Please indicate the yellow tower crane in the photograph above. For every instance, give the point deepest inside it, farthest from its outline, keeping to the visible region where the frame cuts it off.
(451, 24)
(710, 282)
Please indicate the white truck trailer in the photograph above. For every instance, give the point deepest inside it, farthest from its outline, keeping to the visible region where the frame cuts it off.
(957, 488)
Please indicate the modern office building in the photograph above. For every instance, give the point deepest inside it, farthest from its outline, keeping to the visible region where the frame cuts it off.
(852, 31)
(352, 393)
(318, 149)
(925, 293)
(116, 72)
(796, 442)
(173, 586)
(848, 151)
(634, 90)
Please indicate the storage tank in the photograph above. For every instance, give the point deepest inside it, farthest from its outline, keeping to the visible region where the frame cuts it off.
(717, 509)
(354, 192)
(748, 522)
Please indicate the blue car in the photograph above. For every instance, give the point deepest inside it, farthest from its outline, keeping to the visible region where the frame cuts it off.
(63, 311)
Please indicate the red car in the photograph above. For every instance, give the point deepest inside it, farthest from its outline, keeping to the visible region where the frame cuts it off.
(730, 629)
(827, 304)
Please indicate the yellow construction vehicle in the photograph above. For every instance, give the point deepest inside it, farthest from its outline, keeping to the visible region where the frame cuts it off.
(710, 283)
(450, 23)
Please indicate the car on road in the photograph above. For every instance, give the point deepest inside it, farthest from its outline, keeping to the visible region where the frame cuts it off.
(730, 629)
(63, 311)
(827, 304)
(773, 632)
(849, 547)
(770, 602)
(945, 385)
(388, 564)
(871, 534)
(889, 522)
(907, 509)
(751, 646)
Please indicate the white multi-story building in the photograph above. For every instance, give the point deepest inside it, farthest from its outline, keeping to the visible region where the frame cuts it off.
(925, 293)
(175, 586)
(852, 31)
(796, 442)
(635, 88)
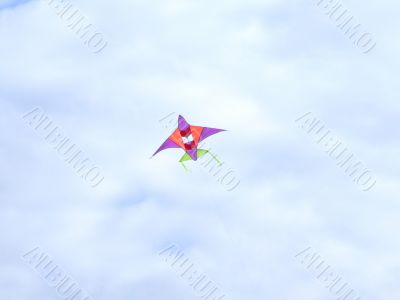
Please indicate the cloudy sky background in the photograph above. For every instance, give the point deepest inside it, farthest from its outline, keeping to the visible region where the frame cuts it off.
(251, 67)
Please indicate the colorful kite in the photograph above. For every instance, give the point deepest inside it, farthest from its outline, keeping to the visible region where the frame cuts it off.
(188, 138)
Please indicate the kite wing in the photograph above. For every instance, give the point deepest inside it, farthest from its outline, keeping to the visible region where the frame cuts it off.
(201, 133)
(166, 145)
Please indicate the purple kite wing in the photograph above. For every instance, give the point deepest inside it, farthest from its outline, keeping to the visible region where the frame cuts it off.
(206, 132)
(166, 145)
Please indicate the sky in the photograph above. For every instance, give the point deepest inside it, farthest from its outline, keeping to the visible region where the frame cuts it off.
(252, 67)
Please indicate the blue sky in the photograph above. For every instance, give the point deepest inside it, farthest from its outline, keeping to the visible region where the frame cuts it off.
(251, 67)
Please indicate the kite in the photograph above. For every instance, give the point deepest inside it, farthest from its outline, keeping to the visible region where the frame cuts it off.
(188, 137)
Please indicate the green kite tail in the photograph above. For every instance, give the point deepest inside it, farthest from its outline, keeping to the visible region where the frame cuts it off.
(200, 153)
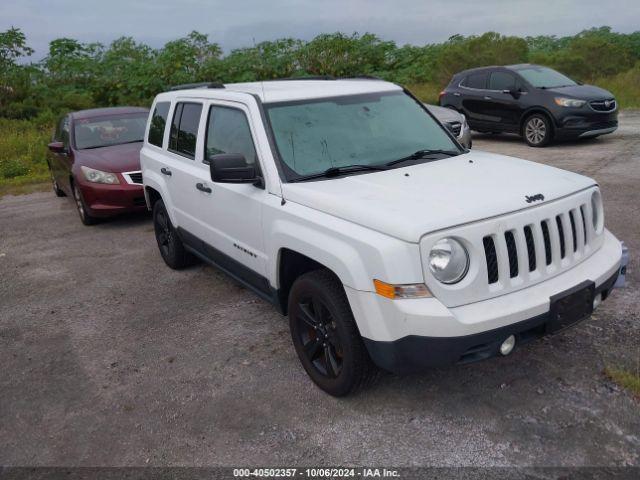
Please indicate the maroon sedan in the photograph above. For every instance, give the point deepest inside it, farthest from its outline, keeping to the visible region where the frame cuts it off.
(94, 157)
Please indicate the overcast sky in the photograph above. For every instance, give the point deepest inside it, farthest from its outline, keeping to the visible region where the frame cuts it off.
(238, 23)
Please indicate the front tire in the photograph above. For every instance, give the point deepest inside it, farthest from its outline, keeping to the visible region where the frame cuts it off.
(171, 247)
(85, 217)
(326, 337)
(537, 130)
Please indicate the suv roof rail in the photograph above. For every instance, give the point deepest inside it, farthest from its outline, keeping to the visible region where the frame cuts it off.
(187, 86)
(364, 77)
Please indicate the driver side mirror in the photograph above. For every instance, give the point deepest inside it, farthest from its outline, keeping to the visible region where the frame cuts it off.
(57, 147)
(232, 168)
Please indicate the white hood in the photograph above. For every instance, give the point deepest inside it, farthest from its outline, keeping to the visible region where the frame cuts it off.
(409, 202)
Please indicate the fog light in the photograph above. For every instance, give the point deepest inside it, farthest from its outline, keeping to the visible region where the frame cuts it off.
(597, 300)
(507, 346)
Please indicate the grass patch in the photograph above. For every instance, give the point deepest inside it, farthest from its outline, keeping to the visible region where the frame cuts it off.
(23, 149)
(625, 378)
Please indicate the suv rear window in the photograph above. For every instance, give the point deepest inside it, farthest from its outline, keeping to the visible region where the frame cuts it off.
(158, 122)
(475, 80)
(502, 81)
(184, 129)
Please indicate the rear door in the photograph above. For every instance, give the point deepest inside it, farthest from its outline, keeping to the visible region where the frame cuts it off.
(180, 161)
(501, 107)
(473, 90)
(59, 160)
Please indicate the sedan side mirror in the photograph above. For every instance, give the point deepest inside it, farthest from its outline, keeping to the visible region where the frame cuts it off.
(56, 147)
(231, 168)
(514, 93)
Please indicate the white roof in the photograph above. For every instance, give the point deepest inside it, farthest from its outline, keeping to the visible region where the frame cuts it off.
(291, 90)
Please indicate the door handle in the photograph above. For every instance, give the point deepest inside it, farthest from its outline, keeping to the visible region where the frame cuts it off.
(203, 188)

» What the task asks: Write out all of the data above exactly, pictures excluded.

» Solution to the exercise:
Please indicate the yellow tower crane in the photograph above. For every instance, give the point deepest inside it, farthest from its outline, keeping to the visible region where the frame cuts it off.
(451, 24)
(710, 282)
Please indicate the white truck trailer in the photograph above. For every instance, give the point deepest inside it, farthest from its outline, keeping to the visible region where the frame cuts it off.
(957, 488)
Please indicate the modern office building in the photograph above. For every instance, give the point deepest inside it, farthest from its outline, keeping to the visible region where the frame cuts it off.
(852, 31)
(352, 393)
(318, 149)
(925, 293)
(116, 72)
(796, 442)
(173, 586)
(848, 151)
(634, 90)
Please indicate the storage tank in the photograph above. For every instance, give the point deepest inside it, farthest from its outline, keeping to the visible region where the frame cuts it off.
(717, 509)
(354, 192)
(748, 522)
Please indicate the blue car in the photograph above. For every instance, give the point deepest inside it, farthest from its outline, keeping to the visible region where the frame cuts it off.
(63, 311)
Please indicate the red car in the photograph above. For every instance, give the point deepest inside it, farthest from its outline, keeping to the visible region where the frame cuts it off.
(730, 629)
(827, 304)
Please indicate the yellow construction vehicle in the photograph above. For every instance, give the point deepest inside it, farthest from its outline, keeping to the visible region where the frame cuts it off.
(710, 283)
(450, 23)
Please indicate the car on road in the photograph above. For every instance, give the point deepest inside it, farthest from its outline, keeping to the visible region where the frame cuts it off.
(730, 629)
(63, 311)
(827, 304)
(773, 632)
(849, 547)
(770, 602)
(945, 385)
(388, 564)
(871, 534)
(889, 522)
(907, 509)
(751, 646)
Please indicate the white multi-story building in the photograph above. For every instance, give the point deepest inside it, farthest from its outline, keeping to the visible region where the frame cuts it off.
(925, 293)
(175, 586)
(852, 31)
(796, 442)
(635, 88)
Please indicate the cloudy sky background in the photograph above. For every instance, give the point deepest inside it, farthest from its outline, keeping to the visible region where the frame cuts it off.
(251, 67)
Please indicate the colorful kite in the photograph above. For every instance, give the point deepest inside it, farthest from its outline, keeping to the visible region where the frame cuts it off.
(188, 138)
Please indicate the kite wing in the photograph above. For every instance, give the point deepest inside it, farthest from its outline, keeping to the visible region where the frame cuts it off.
(201, 133)
(166, 145)
Please indicate the purple kite wing in the photograph above. For every instance, give the point deepest inside it, farthest from its outline, keeping to the visible region where the frame cuts it off.
(206, 132)
(166, 145)
Please indicate the sky in the photograph above. For every instance, give the point deepest inside it, farthest from its outline, keeping to the visible region where the frame cuts it off.
(252, 67)
Please indicate the blue sky in the photograph above. For every instance, give the point deepest inside it, farthest from its outline, keeping to the visible region where the frame cuts it off.
(251, 67)
Please indicate the kite in the photograph above. For every instance, give the point deepest inside it, farthest from its outline, keeping to the visible region where the frame cuts it off.
(188, 137)
Please indicate the green kite tail in the photograph above. For every instance, give the point deepest inside it, farthest from its outline, keeping to the visible region where the frame cuts it off.
(200, 153)
Please indicate the maroon sedan in the photograph above. For every instance, give the point deepest inside it, farthest from its outline, keeping to the visible region where the frame cuts it off.
(94, 157)
Please indicate the overcast sky in the photograph above. For every instance, give the point deepest inside it, farthest from its outline, keeping to the visible region where the frame cuts it off.
(238, 23)
Please indicate the front tire in the photograph above. For every instance, give the point deepest inside it, farthest from its outline, keeping to the visible region where the frame cuts it off.
(171, 247)
(85, 217)
(326, 337)
(537, 130)
Please indicate the suv roof rail in the photograph above. For every instance, give the point deepest inside it, farthest from its outline, keeping to the visible region where the frame cuts it off.
(187, 86)
(364, 77)
Please indicate the driver side mirror in the photograph above. For every instance, give the point deepest inside it, farthest from its outline, keeping to the visible region where the frame cuts it off.
(57, 147)
(232, 168)
Please indicate the white hood in the photograph above. For every instance, give the point deepest inside it, farthest from its outline, keeping to the visible region where the frame cuts it off.
(409, 202)
Please indicate the fog light in the photograph above. For every instance, give the point deepest inside it, farthest from its outline, keeping to the visible region where the frame cuts it off.
(597, 300)
(507, 346)
Please indicate the grass patch in the photograph above. For every instance, give the point deepest inside it, farthest from its outline, keeping to the visible region where the frame cuts it off.
(23, 149)
(625, 378)
Please indicate the suv rear window in the photograph above. For every instance, give the point deepest inside it, farthest from its outline, keeping to the visible region where the frame cuts it off.
(158, 122)
(475, 80)
(502, 81)
(184, 129)
Please indicate the rear door in the photograph above. For every instance, give the point deepest inside it, farthest from its outline, keeping to the visible region where the frame cuts it off.
(180, 161)
(501, 107)
(473, 90)
(59, 160)
Please indicate the sedan side mirror in the photograph above. For every instance, give the point deepest inside it, farthest from its outline, keeping to the visible region where the frame cuts it off.
(56, 147)
(231, 168)
(514, 93)
Please indicate the white roof in the photograph above. For every instance, give the point deepest inside it, farthest from its outline, keeping to the visible region where the frame cuts it off.
(291, 90)
Please indicate the door handle in the photograph above. For every instance, give the point deepest inside it, farthest from its outline, keeping to the visible region where the frame cuts it off.
(203, 188)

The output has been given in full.